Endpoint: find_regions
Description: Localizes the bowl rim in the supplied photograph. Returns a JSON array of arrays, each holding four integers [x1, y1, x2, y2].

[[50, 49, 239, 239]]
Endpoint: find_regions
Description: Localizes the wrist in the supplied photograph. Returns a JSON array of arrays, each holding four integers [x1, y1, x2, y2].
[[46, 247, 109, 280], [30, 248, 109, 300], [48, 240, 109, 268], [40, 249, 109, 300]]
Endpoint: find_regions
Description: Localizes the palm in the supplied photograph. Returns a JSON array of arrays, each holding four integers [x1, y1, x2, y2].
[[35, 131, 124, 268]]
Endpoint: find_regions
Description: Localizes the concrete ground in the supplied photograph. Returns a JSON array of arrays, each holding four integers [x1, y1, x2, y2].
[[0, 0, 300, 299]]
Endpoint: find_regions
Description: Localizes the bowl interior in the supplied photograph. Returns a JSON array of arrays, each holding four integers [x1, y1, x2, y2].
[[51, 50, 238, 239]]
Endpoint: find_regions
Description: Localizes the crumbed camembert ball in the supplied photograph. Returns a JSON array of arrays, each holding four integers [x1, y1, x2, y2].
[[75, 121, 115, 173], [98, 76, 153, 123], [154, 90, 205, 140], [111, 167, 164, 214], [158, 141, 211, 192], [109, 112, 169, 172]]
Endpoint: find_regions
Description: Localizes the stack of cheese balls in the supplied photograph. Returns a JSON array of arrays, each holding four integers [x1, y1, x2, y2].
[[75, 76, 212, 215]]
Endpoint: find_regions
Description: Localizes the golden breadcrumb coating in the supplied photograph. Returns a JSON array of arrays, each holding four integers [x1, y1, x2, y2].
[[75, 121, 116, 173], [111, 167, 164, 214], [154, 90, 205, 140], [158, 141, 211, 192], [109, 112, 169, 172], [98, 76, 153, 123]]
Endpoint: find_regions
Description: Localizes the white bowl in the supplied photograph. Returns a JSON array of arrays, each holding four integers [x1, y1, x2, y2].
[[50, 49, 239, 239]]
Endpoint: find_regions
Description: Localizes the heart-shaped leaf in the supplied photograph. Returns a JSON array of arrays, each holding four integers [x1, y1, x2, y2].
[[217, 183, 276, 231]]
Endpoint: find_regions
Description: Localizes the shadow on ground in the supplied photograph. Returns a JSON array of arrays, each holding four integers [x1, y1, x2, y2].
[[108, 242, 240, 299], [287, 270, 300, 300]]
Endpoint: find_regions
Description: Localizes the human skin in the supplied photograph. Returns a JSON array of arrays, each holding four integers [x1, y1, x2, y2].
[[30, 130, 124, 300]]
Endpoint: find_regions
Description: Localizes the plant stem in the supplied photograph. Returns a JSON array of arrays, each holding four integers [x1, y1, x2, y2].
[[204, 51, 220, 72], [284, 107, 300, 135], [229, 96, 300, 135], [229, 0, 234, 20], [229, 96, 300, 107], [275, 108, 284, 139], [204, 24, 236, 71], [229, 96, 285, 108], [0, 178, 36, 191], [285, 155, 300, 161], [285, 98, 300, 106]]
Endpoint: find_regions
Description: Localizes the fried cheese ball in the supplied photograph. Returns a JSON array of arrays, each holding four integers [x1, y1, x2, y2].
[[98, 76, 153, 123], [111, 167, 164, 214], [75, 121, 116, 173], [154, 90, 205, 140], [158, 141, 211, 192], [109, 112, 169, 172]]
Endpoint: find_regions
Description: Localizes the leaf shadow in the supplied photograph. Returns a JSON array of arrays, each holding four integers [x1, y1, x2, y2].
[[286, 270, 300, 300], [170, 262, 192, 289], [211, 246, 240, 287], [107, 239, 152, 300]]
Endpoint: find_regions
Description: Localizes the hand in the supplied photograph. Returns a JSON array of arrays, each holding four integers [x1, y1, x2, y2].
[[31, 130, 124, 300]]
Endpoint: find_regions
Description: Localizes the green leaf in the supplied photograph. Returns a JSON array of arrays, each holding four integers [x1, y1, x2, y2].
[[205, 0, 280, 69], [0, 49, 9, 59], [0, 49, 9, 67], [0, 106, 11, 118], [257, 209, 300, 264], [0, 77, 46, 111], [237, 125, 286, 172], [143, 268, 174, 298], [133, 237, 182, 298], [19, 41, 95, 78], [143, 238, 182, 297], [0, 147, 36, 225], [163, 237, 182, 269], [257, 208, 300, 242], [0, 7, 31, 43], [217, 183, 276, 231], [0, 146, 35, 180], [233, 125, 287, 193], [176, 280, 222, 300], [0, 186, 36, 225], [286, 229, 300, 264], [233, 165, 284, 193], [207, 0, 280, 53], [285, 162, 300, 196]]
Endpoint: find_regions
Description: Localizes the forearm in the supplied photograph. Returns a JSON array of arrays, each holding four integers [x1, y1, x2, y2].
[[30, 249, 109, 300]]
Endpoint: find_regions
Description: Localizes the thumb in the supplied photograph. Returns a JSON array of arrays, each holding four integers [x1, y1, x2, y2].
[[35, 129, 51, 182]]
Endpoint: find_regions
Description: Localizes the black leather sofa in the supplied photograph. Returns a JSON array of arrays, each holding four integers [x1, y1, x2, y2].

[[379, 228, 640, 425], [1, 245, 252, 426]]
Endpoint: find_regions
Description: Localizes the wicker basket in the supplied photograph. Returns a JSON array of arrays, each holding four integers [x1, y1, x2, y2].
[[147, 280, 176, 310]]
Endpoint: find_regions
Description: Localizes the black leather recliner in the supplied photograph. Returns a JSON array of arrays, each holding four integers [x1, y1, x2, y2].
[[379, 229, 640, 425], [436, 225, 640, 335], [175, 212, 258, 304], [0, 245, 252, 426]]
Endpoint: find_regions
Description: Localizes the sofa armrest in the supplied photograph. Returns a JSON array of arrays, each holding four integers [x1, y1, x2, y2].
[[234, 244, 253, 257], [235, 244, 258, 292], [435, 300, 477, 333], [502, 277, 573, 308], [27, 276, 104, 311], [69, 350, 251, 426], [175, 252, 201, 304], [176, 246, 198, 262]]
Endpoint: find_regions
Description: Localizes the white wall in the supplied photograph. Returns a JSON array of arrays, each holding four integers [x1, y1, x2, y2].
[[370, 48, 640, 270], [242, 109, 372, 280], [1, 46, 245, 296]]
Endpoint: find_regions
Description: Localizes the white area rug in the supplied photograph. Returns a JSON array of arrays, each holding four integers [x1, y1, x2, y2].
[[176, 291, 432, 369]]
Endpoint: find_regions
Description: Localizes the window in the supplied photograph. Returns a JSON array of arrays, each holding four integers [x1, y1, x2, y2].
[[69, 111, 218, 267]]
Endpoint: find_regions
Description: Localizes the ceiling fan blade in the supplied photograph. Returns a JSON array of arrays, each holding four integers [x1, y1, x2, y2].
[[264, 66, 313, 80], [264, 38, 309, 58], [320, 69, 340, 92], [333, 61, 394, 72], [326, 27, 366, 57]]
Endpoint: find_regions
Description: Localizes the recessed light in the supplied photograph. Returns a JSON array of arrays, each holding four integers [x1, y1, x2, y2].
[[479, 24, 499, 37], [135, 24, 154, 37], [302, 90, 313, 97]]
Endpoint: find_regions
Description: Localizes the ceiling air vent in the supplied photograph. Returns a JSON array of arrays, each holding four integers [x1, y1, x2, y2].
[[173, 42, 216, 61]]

**What the exercise asks:** Recopy the entries above exactly, with every line included.

**Response to the exercise:**
Endpoint: find_regions
Description: Localizes the bowl rim in the supplied photograph. Returns a JSON array of arrays, each holding four integers [x1, y1, x2, y2].

[[50, 49, 239, 239]]
Endpoint: find_regions
Description: Localizes the wrist in the supplied photograph. Returns a JSON array of arrays, each holding four integers [x1, y1, x2, y2].
[[46, 247, 109, 280], [30, 248, 109, 300], [48, 240, 109, 268], [40, 249, 109, 300]]
Endpoint: find_regions
Description: Localizes the palm in the supplied photograph. Returns a JSON array of arrays, each holding four integers [x1, y1, x2, y2].
[[35, 131, 124, 268]]
Endpoint: find_regions
Description: Localizes the concrete ground in the supplied photograph. Returns a JSON array of arrays, each holding four integers [x1, y1, x2, y2].
[[0, 0, 300, 299]]
Endpoint: find_regions
Description: Localizes the bowl interior in the supplied photograph. Returns a JSON array of arrays, each holding four integers [x1, y1, x2, y2].
[[51, 50, 238, 239]]
Endpoint: find_regions
Description: Localizes the crumbed camembert ball in the supplied photograph. Returns a JSON array of arrays, each holding four integers [x1, y1, x2, y2].
[[75, 121, 115, 173], [98, 76, 153, 123], [154, 90, 205, 140], [111, 167, 164, 214], [158, 141, 211, 192], [109, 112, 169, 172]]
Endpoint: find_regions
Description: Localizes the stack of cheese balls in the supplied photograph. Returns a JSON array of arrays, each holding four integers [x1, y1, x2, y2].
[[75, 76, 212, 215]]
Endpoint: find_regions
Description: Localizes the golden breadcrumb coating in the supplied photograph. Returns a JSON array of arrays, each holding four integers [x1, y1, x2, y2].
[[75, 121, 116, 173], [111, 167, 164, 214], [154, 90, 205, 140], [158, 141, 211, 192], [109, 112, 169, 172], [98, 76, 153, 123]]
Endpoint: find_regions
Description: Localizes the white bowl in the supplied photograph. Returns a JSON array of arrays, each holding four integers [x1, y1, x2, y2].
[[50, 49, 239, 239]]
Endpoint: find_regions
Description: Localizes the heart-shaped leaf in the supplied photograph. Returns a JSON array of arrays, each holding four integers [x1, y1, x2, y2].
[[217, 183, 276, 231]]
Endpoint: find_regions
Description: Localizes the shadow on ground in the supplied photograph. Returns a JSON array of arrays, each holding four integers [x1, y1, x2, y2].
[[108, 242, 240, 299], [287, 270, 300, 300]]
Endpoint: find_regions
Description: Localizes the human skin in the supplied photograph. Returns a JSON array of arrays, each holding four integers [x1, y1, x2, y2].
[[30, 130, 124, 300]]
Endpoint: find_regions
Description: Localizes the plant stem in the supplied photograph. Returns a JSON array of arrays, each holding four integers [x1, y1, x2, y2].
[[204, 51, 220, 72], [284, 107, 300, 135], [229, 96, 300, 135], [229, 0, 234, 20], [229, 96, 300, 107], [275, 108, 284, 139], [204, 24, 236, 71], [229, 96, 285, 108], [0, 178, 36, 191], [285, 155, 300, 161], [285, 98, 300, 106]]
Endpoint: find_regions
Description: Localizes the fried cheese ball in the supplied photograph. Returns a JSON array of arrays, each holding four integers [x1, y1, x2, y2].
[[98, 76, 153, 123], [111, 167, 164, 214], [75, 121, 116, 173], [154, 90, 205, 140], [158, 141, 211, 192], [109, 112, 169, 172]]
Endpoint: find_regions
Description: Localizes the leaf shadow in the supplied photograph. Returns a JSON array of arrays, each holding four integers [x1, y1, x2, y2].
[[286, 270, 300, 300], [170, 262, 192, 289], [211, 246, 240, 287], [107, 239, 152, 300]]
Endpoint: find_regions
Description: Localizes the hand in the supplied photograph. Returns a JSON array of arrays, each holding four integers [x1, y1, x2, y2].
[[31, 130, 124, 300]]
Endpoint: find_regions
Description: Localizes the green leaf in the supplied photograph. Returns a JSON array of arrays, each holding four integers [x1, y1, x2, y2].
[[205, 0, 280, 69], [0, 49, 9, 59], [0, 49, 9, 67], [0, 106, 11, 118], [257, 209, 300, 264], [0, 77, 46, 111], [237, 125, 286, 172], [143, 268, 174, 298], [133, 237, 182, 298], [19, 41, 95, 78], [143, 238, 182, 297], [0, 147, 36, 225], [163, 237, 182, 269], [257, 208, 300, 242], [0, 7, 31, 43], [217, 183, 276, 231], [0, 146, 35, 180], [233, 125, 287, 193], [176, 280, 222, 300], [0, 186, 36, 225], [286, 229, 300, 264], [233, 165, 284, 193], [207, 0, 280, 53], [285, 162, 300, 196]]
Endpoint: find_regions
Description: Localizes the forearm in the supplied photograph. Returns a JSON array of arrays, each holding four integers [x1, y1, x2, y2].
[[30, 249, 109, 300]]
Endpoint: find_regions
Description: Localizes the thumb in the supplied photograph. Returns a JSON array of arrays, each holding four integers [x1, y1, x2, y2].
[[35, 129, 51, 182]]
Endpoint: find_regions
Description: Localizes the black leather sofa in the supplied photograph. Returns a JSON array of arrays, each holding four integers [x1, y1, x2, y2].

[[379, 228, 640, 425], [1, 245, 252, 426]]
Endpoint: find_regions
Description: Localizes the wicker basket in the supplied photograph. Returns a JSON array of arrays, each holding four integers [x1, y1, x2, y2].
[[147, 280, 176, 310]]
Endpoint: find_regions
Description: Localizes the black leather recliner in the supplied photograph. Returns a JSON array of arrays, each holding four integers [x1, y1, x2, y2].
[[379, 229, 640, 425], [436, 225, 640, 335], [175, 212, 258, 304], [0, 245, 252, 426]]
Endpoint: find_regions
Description: Localizes the sofa armrest in the supplied photograph. Returns a JSON array of arrays, each holding four integers [x1, y1, x2, y2].
[[234, 244, 253, 257], [235, 244, 258, 292], [435, 300, 477, 333], [502, 277, 573, 308], [27, 276, 104, 311], [69, 350, 251, 426], [175, 252, 201, 304], [176, 246, 198, 262]]
Endpoint: find_regions
Description: Localizes the white wall in the supplied photograph. Returns a JSON array of arrays, each holding four integers [x1, y1, x2, y2].
[[370, 48, 640, 270], [242, 109, 372, 280], [1, 46, 245, 296]]
Endpoint: find_regions
Description: Localizes the white area rug in the supplied photograph. Returns a JSON array of arrays, each holding four integers [x1, y1, x2, y2].
[[176, 291, 432, 369]]
Endpoint: find_regions
Description: Localizes the window in the supplied photograph. Returns a JSON array of arrays, each holding four integers [x1, y1, x2, y2].
[[69, 111, 218, 267]]
Endpoint: find_regions
Description: Localizes the ceiling fan blade in the supplied photograph. Returns a JSON array of arrays, each holding four integers [x1, y1, x2, y2].
[[264, 66, 313, 80], [264, 38, 309, 58], [320, 69, 340, 92], [333, 61, 394, 72], [326, 27, 366, 57]]
Endpoint: find_regions
Description: Localizes the recessed light in the supplied photograph. Returns a JSON array of arrays, each holding four integers [x1, y1, x2, y2].
[[479, 24, 499, 37], [135, 24, 154, 37], [302, 90, 313, 97]]
Endpoint: find_regions
Description: Localizes the ceiling air vent in the supplied photograph. Returns a JSON array of arrays, each holding four integers [x1, y1, x2, y2].
[[173, 42, 216, 61]]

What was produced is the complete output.